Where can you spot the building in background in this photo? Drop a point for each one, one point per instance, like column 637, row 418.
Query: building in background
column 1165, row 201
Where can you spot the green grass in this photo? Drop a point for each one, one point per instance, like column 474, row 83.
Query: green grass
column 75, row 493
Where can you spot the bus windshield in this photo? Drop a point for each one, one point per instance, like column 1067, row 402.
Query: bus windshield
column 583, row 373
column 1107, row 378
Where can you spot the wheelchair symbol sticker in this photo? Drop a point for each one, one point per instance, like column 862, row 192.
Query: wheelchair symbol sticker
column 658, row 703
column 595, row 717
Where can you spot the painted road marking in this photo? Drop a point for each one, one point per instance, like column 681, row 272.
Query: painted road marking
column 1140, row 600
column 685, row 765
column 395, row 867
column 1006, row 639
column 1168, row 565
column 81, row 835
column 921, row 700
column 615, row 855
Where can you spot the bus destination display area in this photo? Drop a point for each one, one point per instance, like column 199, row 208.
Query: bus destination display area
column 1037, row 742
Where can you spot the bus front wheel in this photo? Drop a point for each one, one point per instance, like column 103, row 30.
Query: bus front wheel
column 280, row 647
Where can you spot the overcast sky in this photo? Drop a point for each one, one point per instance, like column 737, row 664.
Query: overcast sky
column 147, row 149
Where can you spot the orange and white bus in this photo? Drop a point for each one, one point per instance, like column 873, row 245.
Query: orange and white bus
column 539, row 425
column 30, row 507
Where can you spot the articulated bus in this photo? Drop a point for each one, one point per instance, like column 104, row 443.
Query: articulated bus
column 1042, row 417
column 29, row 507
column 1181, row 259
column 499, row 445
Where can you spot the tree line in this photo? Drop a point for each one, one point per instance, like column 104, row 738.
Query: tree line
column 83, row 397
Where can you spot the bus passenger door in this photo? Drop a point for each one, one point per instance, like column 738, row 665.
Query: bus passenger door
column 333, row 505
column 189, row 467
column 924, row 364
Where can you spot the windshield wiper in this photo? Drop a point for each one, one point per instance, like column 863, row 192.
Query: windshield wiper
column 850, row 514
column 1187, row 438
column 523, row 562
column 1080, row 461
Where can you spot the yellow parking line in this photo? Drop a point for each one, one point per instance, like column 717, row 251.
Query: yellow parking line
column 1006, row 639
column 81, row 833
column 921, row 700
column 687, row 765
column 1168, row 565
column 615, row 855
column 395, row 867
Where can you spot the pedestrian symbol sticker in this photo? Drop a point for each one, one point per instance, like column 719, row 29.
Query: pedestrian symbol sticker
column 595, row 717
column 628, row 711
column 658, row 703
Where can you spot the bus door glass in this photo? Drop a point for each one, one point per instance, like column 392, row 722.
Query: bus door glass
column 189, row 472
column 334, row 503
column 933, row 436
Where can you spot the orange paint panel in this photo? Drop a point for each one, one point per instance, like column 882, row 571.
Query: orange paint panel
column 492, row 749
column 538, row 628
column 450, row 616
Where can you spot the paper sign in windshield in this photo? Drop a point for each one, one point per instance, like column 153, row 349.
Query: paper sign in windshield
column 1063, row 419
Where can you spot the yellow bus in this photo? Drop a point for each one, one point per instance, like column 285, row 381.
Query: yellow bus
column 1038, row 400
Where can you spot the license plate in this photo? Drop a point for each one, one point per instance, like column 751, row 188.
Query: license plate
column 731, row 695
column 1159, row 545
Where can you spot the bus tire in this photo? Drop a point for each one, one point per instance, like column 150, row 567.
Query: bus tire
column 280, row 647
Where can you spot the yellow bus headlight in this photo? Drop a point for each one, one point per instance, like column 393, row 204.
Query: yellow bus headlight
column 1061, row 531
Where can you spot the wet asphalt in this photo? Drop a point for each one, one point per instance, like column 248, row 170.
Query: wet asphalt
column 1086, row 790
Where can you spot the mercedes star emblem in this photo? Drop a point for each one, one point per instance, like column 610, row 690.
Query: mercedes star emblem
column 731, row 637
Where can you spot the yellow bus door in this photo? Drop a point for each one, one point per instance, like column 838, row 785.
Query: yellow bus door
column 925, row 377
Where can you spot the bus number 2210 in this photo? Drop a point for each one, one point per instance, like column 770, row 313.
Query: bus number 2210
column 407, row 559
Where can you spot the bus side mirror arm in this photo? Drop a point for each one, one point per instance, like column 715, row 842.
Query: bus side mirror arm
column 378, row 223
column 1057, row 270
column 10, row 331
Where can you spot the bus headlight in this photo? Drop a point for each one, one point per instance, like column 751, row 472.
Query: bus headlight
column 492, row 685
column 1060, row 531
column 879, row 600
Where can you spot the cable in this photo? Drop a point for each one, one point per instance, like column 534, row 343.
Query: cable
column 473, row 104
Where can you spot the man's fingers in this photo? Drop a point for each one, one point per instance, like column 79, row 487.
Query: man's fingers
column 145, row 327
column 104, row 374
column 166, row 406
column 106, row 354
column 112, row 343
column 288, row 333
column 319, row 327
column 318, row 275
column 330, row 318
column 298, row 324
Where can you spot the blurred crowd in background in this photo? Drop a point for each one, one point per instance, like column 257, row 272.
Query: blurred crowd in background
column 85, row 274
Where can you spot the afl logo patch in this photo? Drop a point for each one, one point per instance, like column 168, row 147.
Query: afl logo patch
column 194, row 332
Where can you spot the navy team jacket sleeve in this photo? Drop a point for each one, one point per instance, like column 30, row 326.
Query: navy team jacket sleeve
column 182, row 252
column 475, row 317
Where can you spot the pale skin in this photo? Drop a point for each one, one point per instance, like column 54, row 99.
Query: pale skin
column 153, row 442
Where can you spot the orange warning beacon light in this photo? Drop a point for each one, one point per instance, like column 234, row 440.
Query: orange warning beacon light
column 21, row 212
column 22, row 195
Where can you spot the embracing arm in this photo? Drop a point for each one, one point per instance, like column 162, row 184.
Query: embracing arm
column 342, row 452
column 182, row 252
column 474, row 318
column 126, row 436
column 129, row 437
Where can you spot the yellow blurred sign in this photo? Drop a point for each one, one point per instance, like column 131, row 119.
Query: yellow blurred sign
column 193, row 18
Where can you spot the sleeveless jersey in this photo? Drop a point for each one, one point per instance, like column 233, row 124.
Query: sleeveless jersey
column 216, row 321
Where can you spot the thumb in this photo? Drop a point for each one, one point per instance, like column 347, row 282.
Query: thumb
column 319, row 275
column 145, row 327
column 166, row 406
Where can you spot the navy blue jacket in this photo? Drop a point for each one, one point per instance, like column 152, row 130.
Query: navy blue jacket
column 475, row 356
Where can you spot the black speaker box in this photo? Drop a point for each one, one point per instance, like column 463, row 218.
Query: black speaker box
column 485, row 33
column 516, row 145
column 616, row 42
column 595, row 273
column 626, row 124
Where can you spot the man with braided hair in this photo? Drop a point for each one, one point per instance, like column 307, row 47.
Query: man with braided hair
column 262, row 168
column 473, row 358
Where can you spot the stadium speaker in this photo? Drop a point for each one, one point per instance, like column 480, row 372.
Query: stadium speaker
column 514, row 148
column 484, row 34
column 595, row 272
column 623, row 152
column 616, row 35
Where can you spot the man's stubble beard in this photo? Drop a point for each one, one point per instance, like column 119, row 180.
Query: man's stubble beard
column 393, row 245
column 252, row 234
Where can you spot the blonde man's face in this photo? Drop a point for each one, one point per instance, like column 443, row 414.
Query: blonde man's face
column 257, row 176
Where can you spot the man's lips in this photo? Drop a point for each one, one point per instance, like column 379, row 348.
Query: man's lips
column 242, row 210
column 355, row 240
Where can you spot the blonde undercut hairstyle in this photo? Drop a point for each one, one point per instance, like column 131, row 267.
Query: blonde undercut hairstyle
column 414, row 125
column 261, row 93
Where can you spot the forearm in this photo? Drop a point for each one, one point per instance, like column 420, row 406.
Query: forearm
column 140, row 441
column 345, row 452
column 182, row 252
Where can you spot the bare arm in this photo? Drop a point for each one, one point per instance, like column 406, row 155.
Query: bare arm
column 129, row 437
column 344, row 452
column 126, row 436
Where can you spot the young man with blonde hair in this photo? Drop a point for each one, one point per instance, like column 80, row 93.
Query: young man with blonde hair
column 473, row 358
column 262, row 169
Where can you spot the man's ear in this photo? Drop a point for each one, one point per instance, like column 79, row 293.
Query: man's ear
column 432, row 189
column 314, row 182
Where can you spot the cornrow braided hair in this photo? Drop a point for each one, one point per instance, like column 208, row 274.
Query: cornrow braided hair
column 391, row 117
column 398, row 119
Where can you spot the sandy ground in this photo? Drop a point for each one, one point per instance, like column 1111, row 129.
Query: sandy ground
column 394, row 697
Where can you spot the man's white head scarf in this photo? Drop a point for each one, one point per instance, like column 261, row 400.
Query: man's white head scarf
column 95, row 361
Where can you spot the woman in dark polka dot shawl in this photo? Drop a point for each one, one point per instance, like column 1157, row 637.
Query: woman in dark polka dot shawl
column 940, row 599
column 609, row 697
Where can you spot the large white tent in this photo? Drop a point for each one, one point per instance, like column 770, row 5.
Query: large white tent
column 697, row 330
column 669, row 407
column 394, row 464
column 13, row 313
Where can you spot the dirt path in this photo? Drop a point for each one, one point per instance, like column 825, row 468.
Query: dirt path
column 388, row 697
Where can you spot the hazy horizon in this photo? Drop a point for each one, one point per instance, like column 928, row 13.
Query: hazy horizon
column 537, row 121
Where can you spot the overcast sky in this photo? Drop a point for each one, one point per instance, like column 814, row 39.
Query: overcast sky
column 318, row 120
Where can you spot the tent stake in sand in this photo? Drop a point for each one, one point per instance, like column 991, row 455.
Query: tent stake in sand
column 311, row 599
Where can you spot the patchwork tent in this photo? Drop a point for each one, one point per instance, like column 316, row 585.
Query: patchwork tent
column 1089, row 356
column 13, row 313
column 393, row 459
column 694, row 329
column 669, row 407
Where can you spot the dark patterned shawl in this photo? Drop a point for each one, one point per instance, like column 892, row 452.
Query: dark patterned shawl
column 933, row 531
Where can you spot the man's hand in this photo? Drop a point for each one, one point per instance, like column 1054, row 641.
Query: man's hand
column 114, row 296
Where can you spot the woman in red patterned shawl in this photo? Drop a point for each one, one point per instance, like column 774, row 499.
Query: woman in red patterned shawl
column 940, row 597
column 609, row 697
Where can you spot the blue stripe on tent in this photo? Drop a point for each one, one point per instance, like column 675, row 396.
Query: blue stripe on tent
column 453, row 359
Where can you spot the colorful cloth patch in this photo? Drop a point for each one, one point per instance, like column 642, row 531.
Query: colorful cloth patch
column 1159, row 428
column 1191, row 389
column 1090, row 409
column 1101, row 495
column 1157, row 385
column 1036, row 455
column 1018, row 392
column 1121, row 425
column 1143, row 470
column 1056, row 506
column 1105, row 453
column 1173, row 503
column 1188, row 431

■ Work instructions:
Will you return exactly the lines above from the one with "Query: blonde man's face" down to the one with "Where can you spot the forearm", counting both as part of the range?

■ Answer for this exercise:
Query: blonde man's face
column 257, row 176
Where can you spot the man's lips in this photo? Drop a point for each one, one point per instance, like column 379, row 348.
Query: man's lips
column 242, row 210
column 355, row 240
Where can you spot the blonde undercut hairstyle in this photo? Drop a point for each one, one point per instance, like column 131, row 267.
Query: blonde undercut hairstyle
column 414, row 125
column 261, row 93
Where can you spot the forearm in this photo? Drop a point for each one, one point per instance, like column 420, row 406.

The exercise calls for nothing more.